- YOUR INSTRUCTIONS
Rewrite the items below, swapping "red apple" for "green pear" and keeping everything else unchanged. Leave the pictures out of your answer.

-- BEGIN RECORD EXCERPTS --

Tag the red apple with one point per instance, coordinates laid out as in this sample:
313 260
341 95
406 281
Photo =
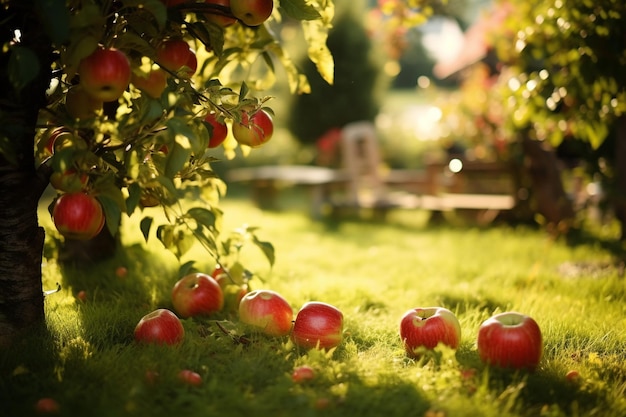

-- END RECORD EXCERPTS --

- ANSWER IN FULL
Tag the green pear with one point per instance, coordinates laid out as in this sample:
313 260
341 95
406 281
Photo =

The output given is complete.